YOUR GOAL |
Write out the part of the commentary on warrantless spying that begins at the words "And of course" and ends after the words "it is ignored.".

QUOTED PASSAGE |
══════

And of course we can't forget this:
The revelation that President Bush authorized spying on American citizens without warrants is a late entry to the year's "Biggest Lies" list. Bush says he bypassed the law because of the need for speed. He may believe that, but the facts say otherwise.
The Foreign Intelligence Surveillance Act of 1978 established a special FISA secret court designed to act expeditiously. The executive branch can tap anybody's phone and not even get a warrant until 72 hours after the fact. The FISA court isn't picky; it's only turned down five requests out of 19,000 in its quarter-century existence. Bush publicly and proudly says he will continue to break the law. The Washington Post reported that one FISA court judge has resigned in apparent protest, and the others are asking why we have a secret court when it is ignored.
Bush's explanation is riddled with lies. He says our enemies are watching and threatens The New York Times, which broke the spying story, with legal action. It takes a vivid imagination to believe that Osama bin Laden and his buddies are keeping up with the niceties of FISA courts and would otherwise have no idea their phones might be tapped. Bush says he talks to Congress all the time and that there was plenty of congressional oversight. Not true. The Gang of Eight (leaders of both parties in the House and Senate, plus the chair and ranking members of the Intelligence Committees) were forbidden to take notes or discuss what they were told with colleagues or staff. Democratic Sen. Jay Rockefeller's hand-written letter to Cheney expressed uneasiness about the program. Rockefeller couldn't have its legality evaluated by staff. He couldn't even have the letter typed because of the secrecy. That hardly qualifies as congressional oversight.

══════

STORED RECORDS |

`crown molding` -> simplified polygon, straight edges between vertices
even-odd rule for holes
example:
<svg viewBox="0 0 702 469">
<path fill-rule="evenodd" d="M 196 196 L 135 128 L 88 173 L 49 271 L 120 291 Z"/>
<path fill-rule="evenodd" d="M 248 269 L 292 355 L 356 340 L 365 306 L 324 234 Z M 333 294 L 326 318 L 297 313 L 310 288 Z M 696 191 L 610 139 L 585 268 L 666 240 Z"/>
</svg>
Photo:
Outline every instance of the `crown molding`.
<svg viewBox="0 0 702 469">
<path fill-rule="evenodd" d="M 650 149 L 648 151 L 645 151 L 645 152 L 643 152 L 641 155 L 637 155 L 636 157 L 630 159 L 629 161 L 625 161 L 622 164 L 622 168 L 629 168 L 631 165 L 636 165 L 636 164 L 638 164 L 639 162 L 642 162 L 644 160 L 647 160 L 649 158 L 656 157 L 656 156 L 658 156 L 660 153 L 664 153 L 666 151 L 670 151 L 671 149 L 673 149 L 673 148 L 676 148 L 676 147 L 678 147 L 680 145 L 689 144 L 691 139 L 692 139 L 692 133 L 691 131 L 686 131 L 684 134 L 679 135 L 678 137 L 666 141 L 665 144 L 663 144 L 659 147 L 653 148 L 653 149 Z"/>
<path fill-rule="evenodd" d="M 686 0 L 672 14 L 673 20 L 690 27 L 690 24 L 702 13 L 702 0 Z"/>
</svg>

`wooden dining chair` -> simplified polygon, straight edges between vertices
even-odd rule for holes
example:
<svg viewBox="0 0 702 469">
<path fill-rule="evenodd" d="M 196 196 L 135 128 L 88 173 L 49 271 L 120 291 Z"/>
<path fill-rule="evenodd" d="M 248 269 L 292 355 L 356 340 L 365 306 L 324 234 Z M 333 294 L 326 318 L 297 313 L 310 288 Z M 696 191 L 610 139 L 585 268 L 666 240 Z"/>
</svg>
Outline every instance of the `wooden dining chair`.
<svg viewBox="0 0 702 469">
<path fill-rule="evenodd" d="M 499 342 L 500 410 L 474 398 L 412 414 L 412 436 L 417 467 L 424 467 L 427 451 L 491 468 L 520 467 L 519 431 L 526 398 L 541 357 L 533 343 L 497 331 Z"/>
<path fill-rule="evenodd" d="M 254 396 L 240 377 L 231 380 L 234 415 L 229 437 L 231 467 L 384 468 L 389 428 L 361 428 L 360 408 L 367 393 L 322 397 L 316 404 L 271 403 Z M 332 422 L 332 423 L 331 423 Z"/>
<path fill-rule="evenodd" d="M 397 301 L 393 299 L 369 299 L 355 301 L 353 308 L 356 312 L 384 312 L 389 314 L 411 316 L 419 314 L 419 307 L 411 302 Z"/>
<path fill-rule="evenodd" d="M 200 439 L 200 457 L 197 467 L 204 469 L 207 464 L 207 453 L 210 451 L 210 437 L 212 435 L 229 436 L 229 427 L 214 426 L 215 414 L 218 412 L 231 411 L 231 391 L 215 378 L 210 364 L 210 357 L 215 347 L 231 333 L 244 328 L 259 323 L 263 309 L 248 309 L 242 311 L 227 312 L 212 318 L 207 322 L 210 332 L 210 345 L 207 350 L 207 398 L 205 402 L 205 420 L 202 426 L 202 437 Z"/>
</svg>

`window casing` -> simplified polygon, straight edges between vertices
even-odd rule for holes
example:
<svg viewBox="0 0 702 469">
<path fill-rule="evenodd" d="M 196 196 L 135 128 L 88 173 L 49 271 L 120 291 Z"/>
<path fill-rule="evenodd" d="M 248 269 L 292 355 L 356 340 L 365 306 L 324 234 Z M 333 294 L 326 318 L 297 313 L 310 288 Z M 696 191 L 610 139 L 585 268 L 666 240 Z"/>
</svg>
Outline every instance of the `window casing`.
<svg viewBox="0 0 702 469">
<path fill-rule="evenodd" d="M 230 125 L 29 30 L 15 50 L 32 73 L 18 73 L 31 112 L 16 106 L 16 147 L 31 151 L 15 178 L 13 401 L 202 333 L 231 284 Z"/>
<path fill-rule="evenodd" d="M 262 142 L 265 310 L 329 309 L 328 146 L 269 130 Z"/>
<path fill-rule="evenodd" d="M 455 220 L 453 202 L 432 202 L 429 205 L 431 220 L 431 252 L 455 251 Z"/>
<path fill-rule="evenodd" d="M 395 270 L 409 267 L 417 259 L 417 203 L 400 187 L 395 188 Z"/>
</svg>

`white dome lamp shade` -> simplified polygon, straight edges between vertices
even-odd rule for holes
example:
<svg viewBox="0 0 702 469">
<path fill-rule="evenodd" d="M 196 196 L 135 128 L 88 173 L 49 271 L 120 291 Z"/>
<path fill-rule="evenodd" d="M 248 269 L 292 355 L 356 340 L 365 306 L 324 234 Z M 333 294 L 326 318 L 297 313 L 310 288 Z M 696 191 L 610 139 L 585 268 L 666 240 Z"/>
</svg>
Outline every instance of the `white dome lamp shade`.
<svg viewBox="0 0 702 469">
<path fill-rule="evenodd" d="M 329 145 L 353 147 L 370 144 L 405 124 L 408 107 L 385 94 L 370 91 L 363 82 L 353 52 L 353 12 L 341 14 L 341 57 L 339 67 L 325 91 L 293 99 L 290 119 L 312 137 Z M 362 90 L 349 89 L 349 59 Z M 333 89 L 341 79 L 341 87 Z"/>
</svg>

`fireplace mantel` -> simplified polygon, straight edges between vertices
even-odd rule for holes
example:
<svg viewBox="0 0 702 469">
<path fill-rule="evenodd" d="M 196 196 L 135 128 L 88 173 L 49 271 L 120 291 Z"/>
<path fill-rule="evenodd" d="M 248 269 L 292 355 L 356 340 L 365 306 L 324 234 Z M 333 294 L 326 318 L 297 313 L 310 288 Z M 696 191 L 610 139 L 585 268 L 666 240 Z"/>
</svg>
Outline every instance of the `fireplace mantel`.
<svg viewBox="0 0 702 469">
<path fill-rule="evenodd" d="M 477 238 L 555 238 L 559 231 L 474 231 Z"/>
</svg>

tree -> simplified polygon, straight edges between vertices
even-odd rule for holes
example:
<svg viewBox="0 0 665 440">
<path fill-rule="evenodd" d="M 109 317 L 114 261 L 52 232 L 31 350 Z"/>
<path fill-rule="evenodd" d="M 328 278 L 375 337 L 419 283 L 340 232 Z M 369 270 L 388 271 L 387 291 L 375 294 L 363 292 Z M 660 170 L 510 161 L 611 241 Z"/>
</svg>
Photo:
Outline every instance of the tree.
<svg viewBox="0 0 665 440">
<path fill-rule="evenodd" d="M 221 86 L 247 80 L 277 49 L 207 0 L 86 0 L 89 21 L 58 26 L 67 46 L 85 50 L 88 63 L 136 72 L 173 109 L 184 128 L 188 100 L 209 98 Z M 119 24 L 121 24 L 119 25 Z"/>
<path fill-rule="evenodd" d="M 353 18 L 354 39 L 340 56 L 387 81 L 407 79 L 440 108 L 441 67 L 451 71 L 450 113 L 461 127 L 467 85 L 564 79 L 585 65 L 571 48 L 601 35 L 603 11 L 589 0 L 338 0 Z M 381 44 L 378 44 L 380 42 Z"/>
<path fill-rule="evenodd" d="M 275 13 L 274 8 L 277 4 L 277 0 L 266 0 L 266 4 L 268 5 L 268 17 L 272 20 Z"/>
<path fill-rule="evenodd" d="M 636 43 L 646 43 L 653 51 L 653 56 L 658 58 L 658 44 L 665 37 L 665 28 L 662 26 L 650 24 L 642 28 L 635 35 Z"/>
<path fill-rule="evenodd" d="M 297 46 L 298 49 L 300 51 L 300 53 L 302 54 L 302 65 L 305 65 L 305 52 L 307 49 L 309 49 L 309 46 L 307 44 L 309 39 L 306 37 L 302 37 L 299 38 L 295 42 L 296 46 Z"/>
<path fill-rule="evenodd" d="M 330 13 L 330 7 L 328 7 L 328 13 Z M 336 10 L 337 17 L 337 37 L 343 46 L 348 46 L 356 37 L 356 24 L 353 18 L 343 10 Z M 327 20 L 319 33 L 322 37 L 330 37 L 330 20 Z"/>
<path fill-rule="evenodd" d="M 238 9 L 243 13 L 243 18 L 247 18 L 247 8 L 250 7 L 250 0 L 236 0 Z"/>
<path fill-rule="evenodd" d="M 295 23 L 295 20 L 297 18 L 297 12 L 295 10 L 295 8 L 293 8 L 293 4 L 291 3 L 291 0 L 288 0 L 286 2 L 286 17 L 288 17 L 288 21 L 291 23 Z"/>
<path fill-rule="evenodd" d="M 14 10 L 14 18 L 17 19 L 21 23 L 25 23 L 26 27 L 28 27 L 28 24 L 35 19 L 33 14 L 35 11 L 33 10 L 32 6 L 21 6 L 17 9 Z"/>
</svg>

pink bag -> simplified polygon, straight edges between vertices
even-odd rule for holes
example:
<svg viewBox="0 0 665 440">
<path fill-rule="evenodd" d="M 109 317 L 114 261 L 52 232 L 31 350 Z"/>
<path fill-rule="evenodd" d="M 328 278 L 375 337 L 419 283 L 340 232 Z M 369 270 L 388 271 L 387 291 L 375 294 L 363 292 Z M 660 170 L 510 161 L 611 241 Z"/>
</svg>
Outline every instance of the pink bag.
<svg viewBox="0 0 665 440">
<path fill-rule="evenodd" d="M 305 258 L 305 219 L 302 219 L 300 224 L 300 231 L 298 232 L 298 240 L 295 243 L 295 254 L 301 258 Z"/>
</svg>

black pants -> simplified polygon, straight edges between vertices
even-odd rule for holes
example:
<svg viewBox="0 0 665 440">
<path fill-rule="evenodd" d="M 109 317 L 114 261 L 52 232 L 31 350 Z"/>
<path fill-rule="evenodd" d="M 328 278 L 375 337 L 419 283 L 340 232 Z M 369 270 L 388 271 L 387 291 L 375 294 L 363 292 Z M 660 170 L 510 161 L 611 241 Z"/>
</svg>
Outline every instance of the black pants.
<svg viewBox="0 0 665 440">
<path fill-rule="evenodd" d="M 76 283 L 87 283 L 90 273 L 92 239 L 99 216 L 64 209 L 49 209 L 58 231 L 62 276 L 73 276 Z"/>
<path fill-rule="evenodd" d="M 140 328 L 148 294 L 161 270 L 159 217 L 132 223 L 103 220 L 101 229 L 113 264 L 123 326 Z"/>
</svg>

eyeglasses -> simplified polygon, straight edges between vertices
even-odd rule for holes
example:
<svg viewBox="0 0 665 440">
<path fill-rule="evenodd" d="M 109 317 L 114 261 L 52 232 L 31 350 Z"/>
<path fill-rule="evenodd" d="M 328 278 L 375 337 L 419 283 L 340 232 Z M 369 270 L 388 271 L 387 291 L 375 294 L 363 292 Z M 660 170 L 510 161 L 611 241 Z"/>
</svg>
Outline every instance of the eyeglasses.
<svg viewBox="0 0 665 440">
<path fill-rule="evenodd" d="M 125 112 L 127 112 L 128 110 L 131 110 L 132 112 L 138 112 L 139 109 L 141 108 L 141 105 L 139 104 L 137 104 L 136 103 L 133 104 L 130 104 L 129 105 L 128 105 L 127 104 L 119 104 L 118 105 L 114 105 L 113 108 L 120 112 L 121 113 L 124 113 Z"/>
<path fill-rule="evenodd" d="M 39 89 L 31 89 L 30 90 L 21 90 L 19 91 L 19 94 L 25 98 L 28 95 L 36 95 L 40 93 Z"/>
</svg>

══════

ANSWER TO THE EXERCISE |
And of course we can't forget this:
The revelation that President Bush authorized spying on American citizens without warrants is a late entry to the year's "Biggest Lies" list. Bush says he bypassed the law because of the need for speed. He may believe that, but the facts say otherwise.
The Foreign Intelligence Surveillance Act of 1978 established a special FISA secret court designed to act expeditiously. The executive branch can tap anybody's phone and not even get a warrant until 72 hours after the fact. The FISA court isn't picky; it's only turned down five requests out of 19,000 in its quarter-century existence. Bush publicly and proudly says he will continue to break the law. The Washington Post reported that one FISA court judge has resigned in apparent protest, and the others are asking why we have a secret court when it is ignored.